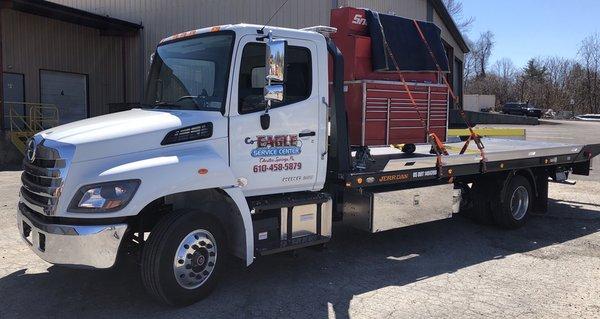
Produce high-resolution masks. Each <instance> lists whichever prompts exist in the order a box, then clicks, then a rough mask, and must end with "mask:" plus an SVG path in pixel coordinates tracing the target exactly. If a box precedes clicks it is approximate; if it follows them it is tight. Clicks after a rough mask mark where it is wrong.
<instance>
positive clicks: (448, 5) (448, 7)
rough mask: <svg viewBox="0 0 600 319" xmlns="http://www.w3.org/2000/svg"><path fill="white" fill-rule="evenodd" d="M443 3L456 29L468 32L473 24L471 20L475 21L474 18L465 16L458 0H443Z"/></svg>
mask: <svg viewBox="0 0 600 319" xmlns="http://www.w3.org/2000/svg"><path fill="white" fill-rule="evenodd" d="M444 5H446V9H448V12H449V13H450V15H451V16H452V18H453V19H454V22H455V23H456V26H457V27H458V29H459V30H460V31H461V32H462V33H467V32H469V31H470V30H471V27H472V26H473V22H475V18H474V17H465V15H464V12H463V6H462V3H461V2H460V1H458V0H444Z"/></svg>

···

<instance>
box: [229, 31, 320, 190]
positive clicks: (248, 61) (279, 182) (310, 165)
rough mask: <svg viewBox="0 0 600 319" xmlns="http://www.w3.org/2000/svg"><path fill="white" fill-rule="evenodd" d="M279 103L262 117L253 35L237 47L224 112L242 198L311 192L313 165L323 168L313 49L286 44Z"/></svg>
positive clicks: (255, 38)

···

Problem to solve → Extract from the listing above the lines between the line containing "box: [229, 31, 320, 190]" and the line containing "positive clicks: (255, 38)", keeping both of those lines. Output nothing else.

Answer →
box: [229, 31, 320, 190]
positive clicks: (248, 61) (279, 182) (310, 165)
rough mask: <svg viewBox="0 0 600 319" xmlns="http://www.w3.org/2000/svg"><path fill="white" fill-rule="evenodd" d="M279 103L262 117L253 35L237 47L224 112L242 198L311 192L313 165L323 168L313 49L286 44Z"/></svg>
positive clicks: (255, 38)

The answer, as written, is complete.